(Beginning of Source records)

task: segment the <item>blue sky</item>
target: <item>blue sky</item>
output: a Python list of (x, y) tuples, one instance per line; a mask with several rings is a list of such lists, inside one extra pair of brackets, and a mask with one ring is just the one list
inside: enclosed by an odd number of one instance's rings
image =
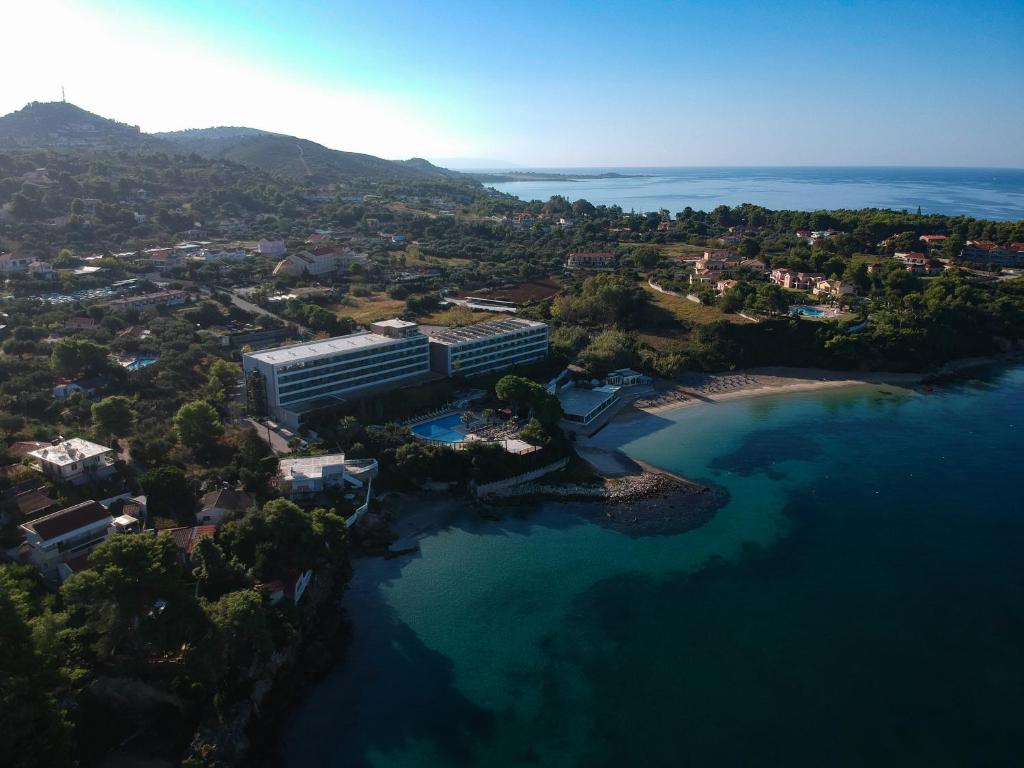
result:
[(1020, 0), (35, 0), (5, 17), (40, 63), (0, 88), (4, 112), (64, 84), (144, 130), (244, 124), (385, 157), (1024, 166)]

(End of Source records)

### What you need to do
Only the lines containing the string "rings" are needed; pull them out of the records.

### Solution below
output: a Python list of (x, y) tuples, one instance per line; a mask with several rings is a list of such lists, inside one extra pair of brackets, and a mask with one ring is just the one list
inside: enclosed by an odd number of one instance's rings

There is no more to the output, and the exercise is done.